_Text excerpt_:

----------------

Some filmmakers don't seem to understand the connection between character and circumstance in a morality tale. When a film bears a message, more often than not that message is related to the audience through a central player whose experiences we can relate to on one level or another. But take away our relationship with this person, and the overall bond with the film's undercurrent is destroyed. Some films will attempt to shake us up through sensory assault, which is admirable but largely ineffective in almost all attempts. Sadly, Charles Stone III's "Paid in Full" attempts to shock us, but fails to move us.

The film tells the fictional stories of three actual drug dealers who lived out their days in the wild streets of Harlem in the 1980's. Ace (Wood Harris), Mitch (Mekhi Phifer), and Calvin (Kevin Carroll), go way back together, spending their evening eating take-out and betting thousands of dollars on whether or not one of them can make a shot to the trash can from the table with the leftover bags. Told mostly from Ace's point of view, we revert back to a year earlier, where we see his hard work in a family shop squandered in the wake of his dabbling in the sale of narcotics. Once he becomes good at it, he and his two pals eventually team up to become a driving, dominant force in Harlem's drug community.

----------------

_Dataset excerpt_:
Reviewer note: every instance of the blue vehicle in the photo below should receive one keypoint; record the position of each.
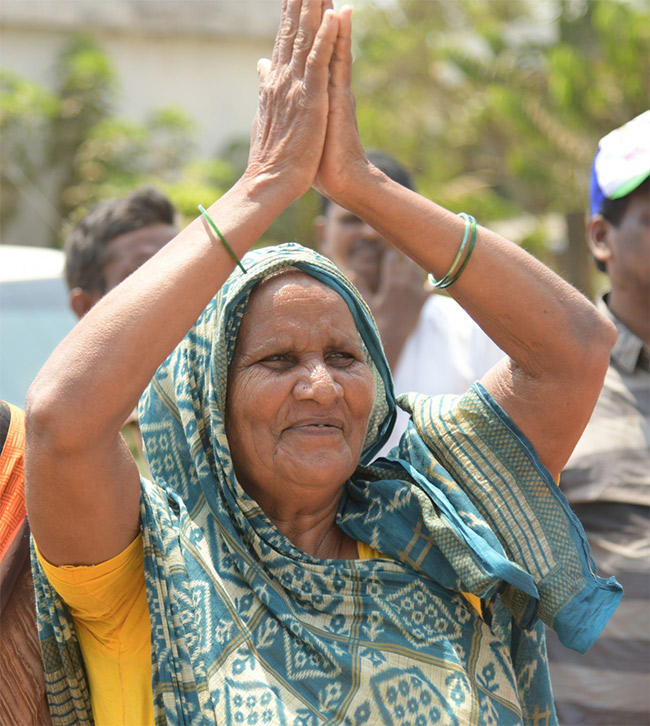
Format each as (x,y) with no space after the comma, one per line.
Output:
(34,315)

----------------

_Given request_: Quote the full review of "Paid in Full" from above, reproducing every word and punctuation mark without change.

_Result of the task_:
Some filmmakers don't seem to understand the connection between character and circumstance in a morality tale. When a film bears a message, more often than not that message is related to the audience through a central player whose experiences we can relate to on one level or another. But take away our relationship with this person, and the overall bond with the film's undercurrent is destroyed. Some films will attempt to shake us up through sensory assault, which is admirable but largely ineffective in almost all attempts. Sadly, Charles Stone III's "Paid in Full" attempts to shock us, but fails to move us.

The film tells the fictional stories of three actual drug dealers who lived out their days in the wild streets of Harlem in the 1980's. Ace (Wood Harris), Mitch (Mekhi Phifer), and Calvin (Kevin Carroll), go way back together, spending their evening eating take-out and betting thousands of dollars on whether or not one of them can make a shot to the trash can from the table with the leftover bags. Told mostly from Ace's point of view, we revert back to a year earlier, where we see his hard work in a family shop squandered in the wake of his dabbling in the sale of narcotics. Once he becomes good at it, he and his two pals eventually team up to become a driving, dominant force in Harlem's drug community.